Distance affected ARUs detection probability more than humans, with calls broadcast farther away generally having a lower detection probability, as we hypothesized. ARUs have been found to have a smaller hearing radius than humans do (Yip, Leston, Bayne, Solymos, & Grover, 2017), and this probably explains the greater effect of distance on ARUs found in this study. Other differences and inconsistencies in this relationship are probably due to (a) the location of the station in relation to the speaker as is suggested by the strong influence of station on human observers’ detection probability; (b) the exact location of the ARU, as ARUs in the same area but a small distance apart had significantly different detection probabilities; and (c) human's directional filtering ability, which allows them to move their head in the direction of the sound.

To our knowledge, no other study has examined the effect of relative altitude between bird and recorder, and within the landscape (valley vs. hilltop) in the detection probability of humans and ARUs. In New Zealand, this is of special importance, as survey stations aimed at detecting kiwi are located at hilltops, assuming that this improves detection. Our results suggest that generally speaking, birds calling from hillsides and those relatively higher or lower from recording sites are less likely to be detected by ARUs, and to a lesser extent by human observers, than those at a similar altitude to listening stations. ARUs had better detection probability if broadcast was line of sight of the location of the ARU. These differences between ARUs and humans are probably due to the immobility of the ARUs and human's directional filtering ability. As well as being able to move their heads, humans locate sound sources (above, below, front, and back) using different stimulus cues, such as interaural level difference, interaural time difference, and spectral cues, something ARUS cannot do. Humans were strongly affected by Trial, but this seems to be the result of the strong influence of station 6 on human observers’ detection probability. Station 6 was located in a deep valley close to a small stream. Both humans and ARUs had difficulties detecting calls from this station. The sound of the stream was not enough to prevent ARUs and humans from recording the broadcast calls, so the depth of the valley was probably the feature that prevented sound reaching ARUs/humans. Overall, we conclude that listening stations would have better detection probability if located like station 4, in a hill overlooking and central to an area to be surveyed.

ARUs exhibited a recording frequency bias: Relatively lower frequency female brown kiwi and ruru trill and weow calls had lower detection probabilities. Yip et al. (2017) also found differences between the frequencies recorders detected when comparing a range of ARUs; some recorders were more attuned to higher frequencies and vice versa. These authors argue that differences in detectability due to sound's frequencies will affect the distance at which recorders can detect sounds and of course comparability between human and ARU surveys. Our results support these conclusions and indicate that any calibrations will have to be not only ARU brand specific but also consider individual ARUs. Further, differences between ARUs at the same stations suggest that the exact location of the device is important in terms of what they can record, and that consideration should be given to this when selecting the recorder location and also having more than one device per listening station or more than one microphone per ARU. While some commercially available ARUs have two microphones, many have a single omnidirectional microphone. Having more than one microphone could also be used to enable the estimation of location/direction of the sounds by the ARUs, one of the most important criticisms of ARUs (Table 1).

**Dataset excerpts**:

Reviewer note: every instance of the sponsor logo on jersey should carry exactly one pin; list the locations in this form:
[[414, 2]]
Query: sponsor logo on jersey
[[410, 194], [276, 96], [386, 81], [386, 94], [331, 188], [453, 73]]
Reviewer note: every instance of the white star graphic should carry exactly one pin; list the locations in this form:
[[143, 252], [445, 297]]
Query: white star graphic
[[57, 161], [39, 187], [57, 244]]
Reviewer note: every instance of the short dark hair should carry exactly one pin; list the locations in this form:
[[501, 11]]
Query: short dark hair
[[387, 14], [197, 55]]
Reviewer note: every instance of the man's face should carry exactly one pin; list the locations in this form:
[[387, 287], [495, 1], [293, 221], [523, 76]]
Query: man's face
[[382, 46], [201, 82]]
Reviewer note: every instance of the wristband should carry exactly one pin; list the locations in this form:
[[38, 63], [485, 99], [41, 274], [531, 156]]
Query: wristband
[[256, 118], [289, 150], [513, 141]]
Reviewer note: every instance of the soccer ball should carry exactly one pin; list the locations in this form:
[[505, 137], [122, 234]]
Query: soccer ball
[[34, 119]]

* * *

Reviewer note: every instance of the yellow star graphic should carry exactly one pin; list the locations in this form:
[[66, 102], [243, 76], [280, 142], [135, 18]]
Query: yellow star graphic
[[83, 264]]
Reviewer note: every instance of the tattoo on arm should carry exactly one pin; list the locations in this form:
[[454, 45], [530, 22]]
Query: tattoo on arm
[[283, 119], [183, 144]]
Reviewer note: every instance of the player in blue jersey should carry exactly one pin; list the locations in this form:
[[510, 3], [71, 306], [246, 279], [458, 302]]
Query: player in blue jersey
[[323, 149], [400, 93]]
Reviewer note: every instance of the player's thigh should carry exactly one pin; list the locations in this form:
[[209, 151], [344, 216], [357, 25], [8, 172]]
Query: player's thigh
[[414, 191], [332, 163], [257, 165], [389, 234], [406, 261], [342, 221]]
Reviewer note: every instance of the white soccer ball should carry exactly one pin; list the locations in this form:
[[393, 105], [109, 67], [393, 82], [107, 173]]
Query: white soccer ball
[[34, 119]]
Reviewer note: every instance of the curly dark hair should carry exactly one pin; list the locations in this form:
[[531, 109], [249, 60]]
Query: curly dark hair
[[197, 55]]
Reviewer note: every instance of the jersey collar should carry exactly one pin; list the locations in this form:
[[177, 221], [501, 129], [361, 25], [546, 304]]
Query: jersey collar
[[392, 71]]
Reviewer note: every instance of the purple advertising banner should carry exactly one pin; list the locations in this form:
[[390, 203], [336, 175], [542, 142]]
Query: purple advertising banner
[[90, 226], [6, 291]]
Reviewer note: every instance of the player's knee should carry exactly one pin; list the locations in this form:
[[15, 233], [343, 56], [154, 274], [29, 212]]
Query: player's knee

* * *

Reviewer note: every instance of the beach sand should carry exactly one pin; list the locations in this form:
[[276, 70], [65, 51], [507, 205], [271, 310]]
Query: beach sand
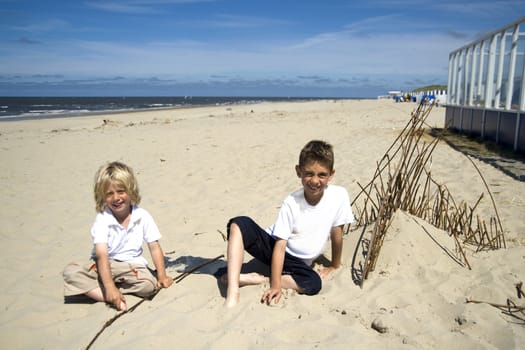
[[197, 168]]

**What this exercise asks**:
**a.** Update the passage on ARU and human detection, replacing "hearing radius" with "listening range": begin at the words "Distance affected ARUs" and stop after "of the sound.".
**b.** According to the passage on ARU and human detection, where was station 6 located?
The data above plays no role in these tasks.

**Task results**:
**a.**
Distance affected ARUs detection probability more than humans, with calls broadcast farther away generally having a lower detection probability, as we hypothesized. ARUs have been found to have a smaller listening range than humans do (Yip, Leston, Bayne, Solymos, & Grover, 2017), and this probably explains the greater effect of distance on ARUs found in this study. Other differences and inconsistencies in this relationship are probably due to (a) the location of the station in relation to the speaker as is suggested by the strong influence of station on human observers’ detection probability; (b) the exact location of the ARU, as ARUs in the same area but a small distance apart had significantly different detection probabilities; and (c) human's directional filtering ability, which allows them to move their head in the direction of the sound.

**b.** In a deep valley close to a small stream.